EXCERPT PROVIDED ->
----------

Skip to content

Scoring

Proper scoring rules for posterior predictive evaluation.

trade_study.score(metric, predictions, truth, *, alpha=None, level=0.95)

Compute a scalar scoring rule.

Parameters:

Name Type Description Default
metric str

One of "crps", "wis", "interval", "energy", "rmse", "mae", "coverage", "brier".

required
predictions NDArray[floating[Any]]

Model predictions (ensemble members, quantiles, etc.).

required
truth NDArray[floating[Any]]

Known ground truth values.

required
alpha float | NDArray[floating[Any]] | None

Significance level for interval-based scores.

None
level float

Nominal coverage level for coverage metric.

0.95

Returns:

Type Description
float

Scalar score value.

Raises:

Type Description
ValueError

If the metric name is not recognized.

----------

DATA LINES ->
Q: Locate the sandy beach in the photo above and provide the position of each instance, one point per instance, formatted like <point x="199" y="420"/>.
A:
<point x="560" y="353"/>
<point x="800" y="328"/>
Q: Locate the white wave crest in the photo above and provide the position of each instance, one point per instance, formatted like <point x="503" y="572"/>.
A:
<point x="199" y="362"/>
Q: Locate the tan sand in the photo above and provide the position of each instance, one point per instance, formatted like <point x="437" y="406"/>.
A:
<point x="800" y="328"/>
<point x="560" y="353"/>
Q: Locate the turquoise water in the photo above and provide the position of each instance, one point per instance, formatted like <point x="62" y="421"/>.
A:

----------

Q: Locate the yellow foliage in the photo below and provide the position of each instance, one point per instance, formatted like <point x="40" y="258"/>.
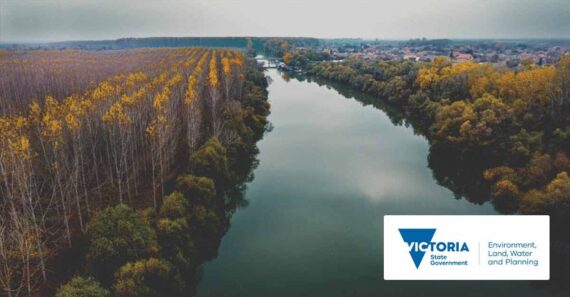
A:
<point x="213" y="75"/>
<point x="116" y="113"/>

----------

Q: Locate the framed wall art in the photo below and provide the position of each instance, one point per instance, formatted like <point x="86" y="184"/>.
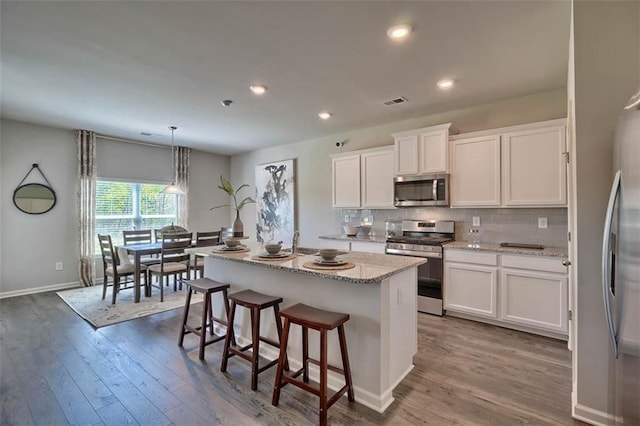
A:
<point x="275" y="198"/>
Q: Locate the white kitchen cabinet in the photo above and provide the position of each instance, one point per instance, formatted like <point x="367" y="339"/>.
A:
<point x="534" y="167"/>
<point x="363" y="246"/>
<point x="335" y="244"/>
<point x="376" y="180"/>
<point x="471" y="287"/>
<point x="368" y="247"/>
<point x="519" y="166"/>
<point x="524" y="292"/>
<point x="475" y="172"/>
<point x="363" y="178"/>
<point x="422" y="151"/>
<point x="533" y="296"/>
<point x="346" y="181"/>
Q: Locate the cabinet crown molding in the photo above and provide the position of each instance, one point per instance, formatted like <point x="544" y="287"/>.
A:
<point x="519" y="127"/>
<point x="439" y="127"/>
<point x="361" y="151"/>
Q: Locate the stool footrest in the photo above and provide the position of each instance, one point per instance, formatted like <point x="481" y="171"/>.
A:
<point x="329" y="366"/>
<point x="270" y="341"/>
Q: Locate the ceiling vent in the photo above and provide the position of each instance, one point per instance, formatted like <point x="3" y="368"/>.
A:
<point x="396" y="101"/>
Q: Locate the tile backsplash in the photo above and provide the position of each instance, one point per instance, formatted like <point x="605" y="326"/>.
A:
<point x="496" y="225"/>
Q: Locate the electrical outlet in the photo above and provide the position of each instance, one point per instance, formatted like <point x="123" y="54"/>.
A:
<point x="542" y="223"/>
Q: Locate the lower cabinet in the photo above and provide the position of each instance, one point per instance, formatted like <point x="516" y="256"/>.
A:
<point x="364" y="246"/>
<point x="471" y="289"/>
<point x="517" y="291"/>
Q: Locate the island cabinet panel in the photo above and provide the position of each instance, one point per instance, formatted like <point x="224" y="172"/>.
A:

----------

PROBLEM STATEMENT ->
Decide whether each statement agrees with the scoring documentation. Answer yes or no for each, and quote the deciding words from the documentation.
1. The default value of level is 0.95.
2. The function returns an array of scores.
3. An unrecognized metric name raises a KeyError.
The entries are unrelated to the scoring documentation.

FULL OUTPUT ->
1. Yes: "level=0.95"
2. No: "Scalar score value."
3. No: "ValueError" and "If the metric name is not recognized."